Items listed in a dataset
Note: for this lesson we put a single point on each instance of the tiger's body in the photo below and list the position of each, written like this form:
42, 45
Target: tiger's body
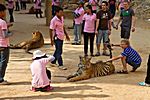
88, 70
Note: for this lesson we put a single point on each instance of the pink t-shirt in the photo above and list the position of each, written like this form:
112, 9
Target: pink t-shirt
89, 23
81, 12
4, 42
38, 70
93, 3
57, 26
121, 3
36, 4
10, 4
55, 2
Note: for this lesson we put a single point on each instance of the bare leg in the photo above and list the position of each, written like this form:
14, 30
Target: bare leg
123, 59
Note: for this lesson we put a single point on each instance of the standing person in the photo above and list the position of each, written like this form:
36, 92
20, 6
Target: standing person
55, 4
17, 5
128, 56
11, 9
121, 5
78, 15
103, 28
147, 79
57, 33
40, 81
24, 6
37, 7
128, 21
4, 43
93, 3
112, 7
89, 20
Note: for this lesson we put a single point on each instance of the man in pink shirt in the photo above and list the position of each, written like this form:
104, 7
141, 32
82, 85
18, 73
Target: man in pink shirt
4, 42
93, 3
78, 15
57, 32
40, 81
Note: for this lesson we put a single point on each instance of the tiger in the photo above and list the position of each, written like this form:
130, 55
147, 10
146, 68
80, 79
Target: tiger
88, 70
37, 41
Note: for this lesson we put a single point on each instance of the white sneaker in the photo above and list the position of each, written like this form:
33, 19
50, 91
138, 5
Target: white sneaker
62, 67
4, 83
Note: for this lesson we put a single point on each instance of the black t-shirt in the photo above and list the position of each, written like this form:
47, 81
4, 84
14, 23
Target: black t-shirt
104, 17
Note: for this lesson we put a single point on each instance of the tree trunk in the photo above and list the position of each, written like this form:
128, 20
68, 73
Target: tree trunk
48, 11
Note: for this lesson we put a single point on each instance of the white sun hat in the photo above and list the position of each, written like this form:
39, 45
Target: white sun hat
38, 53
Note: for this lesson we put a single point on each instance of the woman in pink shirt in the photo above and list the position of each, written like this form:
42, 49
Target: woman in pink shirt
37, 7
11, 9
89, 20
93, 3
40, 81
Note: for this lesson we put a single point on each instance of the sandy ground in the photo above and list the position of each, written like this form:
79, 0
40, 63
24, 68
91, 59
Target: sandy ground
112, 87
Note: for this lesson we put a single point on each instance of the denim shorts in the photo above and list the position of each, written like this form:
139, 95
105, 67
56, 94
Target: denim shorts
102, 34
133, 64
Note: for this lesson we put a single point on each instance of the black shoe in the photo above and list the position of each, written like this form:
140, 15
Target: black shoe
97, 54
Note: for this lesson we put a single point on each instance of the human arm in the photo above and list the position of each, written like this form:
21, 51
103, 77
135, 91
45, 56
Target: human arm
67, 36
118, 22
114, 58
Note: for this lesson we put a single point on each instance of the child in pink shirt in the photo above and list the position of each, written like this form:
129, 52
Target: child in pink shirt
37, 7
93, 3
40, 81
4, 43
89, 29
78, 15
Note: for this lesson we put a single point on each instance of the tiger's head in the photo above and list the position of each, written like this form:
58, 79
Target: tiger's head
84, 62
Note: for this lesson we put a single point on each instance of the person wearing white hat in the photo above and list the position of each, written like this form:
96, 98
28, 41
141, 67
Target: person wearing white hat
40, 80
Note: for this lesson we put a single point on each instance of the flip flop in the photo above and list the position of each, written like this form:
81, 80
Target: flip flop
122, 72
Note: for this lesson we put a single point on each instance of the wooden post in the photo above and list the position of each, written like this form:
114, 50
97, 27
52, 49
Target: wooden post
48, 11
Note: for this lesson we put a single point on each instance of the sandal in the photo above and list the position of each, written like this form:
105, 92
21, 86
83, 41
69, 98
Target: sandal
122, 72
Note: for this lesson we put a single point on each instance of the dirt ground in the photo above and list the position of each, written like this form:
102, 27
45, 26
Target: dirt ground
112, 87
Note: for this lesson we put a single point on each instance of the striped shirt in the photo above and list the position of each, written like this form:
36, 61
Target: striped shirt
132, 55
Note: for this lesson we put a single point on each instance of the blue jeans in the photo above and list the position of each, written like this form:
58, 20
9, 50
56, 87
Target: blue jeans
77, 32
58, 52
4, 57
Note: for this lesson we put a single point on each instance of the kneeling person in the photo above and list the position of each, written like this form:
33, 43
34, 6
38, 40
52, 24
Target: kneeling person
128, 56
40, 81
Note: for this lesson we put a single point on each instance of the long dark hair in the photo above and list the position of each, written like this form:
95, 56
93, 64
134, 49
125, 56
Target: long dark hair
90, 7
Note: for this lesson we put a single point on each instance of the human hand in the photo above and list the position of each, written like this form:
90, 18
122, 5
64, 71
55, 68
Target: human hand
133, 29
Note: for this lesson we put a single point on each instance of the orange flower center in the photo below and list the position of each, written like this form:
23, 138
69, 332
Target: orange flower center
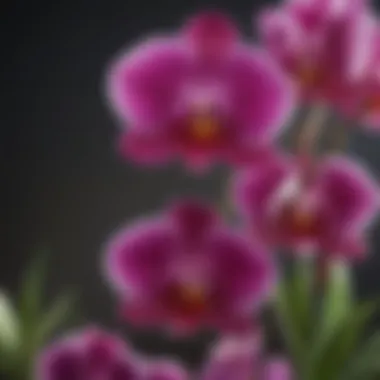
187, 299
309, 75
204, 127
372, 103
302, 220
299, 221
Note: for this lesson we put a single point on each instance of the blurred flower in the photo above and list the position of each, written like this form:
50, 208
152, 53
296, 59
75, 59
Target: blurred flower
325, 45
185, 269
364, 102
201, 94
93, 354
323, 206
9, 325
240, 358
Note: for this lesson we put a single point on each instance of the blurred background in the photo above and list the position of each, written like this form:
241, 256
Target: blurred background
62, 185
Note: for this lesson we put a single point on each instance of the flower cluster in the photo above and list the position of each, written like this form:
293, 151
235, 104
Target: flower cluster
204, 96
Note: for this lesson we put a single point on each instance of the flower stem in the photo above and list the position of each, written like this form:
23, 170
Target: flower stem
308, 138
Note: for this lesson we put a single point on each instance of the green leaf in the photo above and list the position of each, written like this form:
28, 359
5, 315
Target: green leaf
58, 314
367, 361
341, 346
337, 301
9, 325
294, 311
31, 295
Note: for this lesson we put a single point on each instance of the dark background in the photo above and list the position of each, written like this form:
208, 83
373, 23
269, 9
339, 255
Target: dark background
62, 185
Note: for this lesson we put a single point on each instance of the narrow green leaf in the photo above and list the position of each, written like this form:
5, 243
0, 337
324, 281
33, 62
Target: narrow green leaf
337, 301
31, 293
302, 297
286, 313
340, 348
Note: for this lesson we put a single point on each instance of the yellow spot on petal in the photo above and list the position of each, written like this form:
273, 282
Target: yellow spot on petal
204, 128
303, 220
192, 294
372, 104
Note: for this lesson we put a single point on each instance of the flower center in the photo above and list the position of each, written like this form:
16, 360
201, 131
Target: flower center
188, 299
309, 75
298, 221
204, 127
372, 103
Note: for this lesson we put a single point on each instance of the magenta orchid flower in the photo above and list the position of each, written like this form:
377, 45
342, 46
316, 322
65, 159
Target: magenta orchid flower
240, 358
201, 94
93, 354
324, 206
325, 45
185, 270
364, 102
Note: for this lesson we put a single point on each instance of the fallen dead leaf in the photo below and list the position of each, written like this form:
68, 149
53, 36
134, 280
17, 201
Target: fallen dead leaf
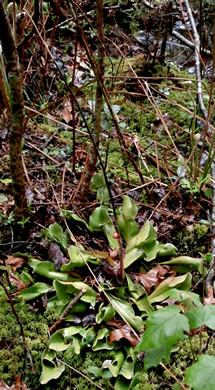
210, 300
18, 385
15, 262
66, 113
152, 278
123, 332
57, 256
19, 283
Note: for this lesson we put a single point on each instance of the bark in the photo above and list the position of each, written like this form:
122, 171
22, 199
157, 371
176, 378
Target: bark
16, 103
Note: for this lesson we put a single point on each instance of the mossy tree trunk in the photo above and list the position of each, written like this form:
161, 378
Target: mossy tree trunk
98, 104
16, 102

# TASK INSTRUCTIONS
Looking at the records above, extract only the lines from the one with "of the narrow" through the last line, exactly, with the pictures left out.

# ANSWER TO THIS EXERCISE
Note: for this lesson we put a single point on each instance of the narrow green leaf in the photo above and list the position of each, written like this form:
5, 243
0, 337
324, 281
33, 62
Target: narrow green leaf
337, 301
31, 293
302, 297
286, 313
340, 348
Note: for this lesson we put a single point on each instance of the yellow spot on petal in the photo above and list the position of each, written like this form:
273, 282
Target: yellow spot on petal
204, 128
303, 220
192, 294
372, 104
Note: for this lesson we put a single point on each instance of the flower center in the photo above and list the position of each, written like this form:
16, 360
201, 131
Target: flower center
188, 299
309, 75
298, 221
204, 127
372, 103
Note: for this lesson we put a single point on each instance of the magenta orchid flower in the photo above and list the position of each, written like this form:
377, 45
342, 46
316, 322
65, 159
Target: magenta orchid flower
240, 358
201, 94
93, 354
324, 206
325, 45
185, 270
364, 102
Note: for this lesson we put a single point on each instance of the fallen dead leaf in the photo below and list the position of each, written like this form:
68, 149
53, 36
134, 280
17, 201
Target: fallen dead leaf
210, 300
18, 385
15, 262
66, 113
152, 278
123, 332
57, 256
19, 283
Note: for this lesson we put a single point on each instance of the bark in the photo above and list the position of each, written like this form:
122, 171
22, 199
157, 371
176, 378
Target: bark
16, 103
Note: for this lesson we put a single point on each instance of the mossy tree trunk in the photo above and list the position of each, written like this form:
161, 378
Target: mossy tree trunk
98, 104
16, 102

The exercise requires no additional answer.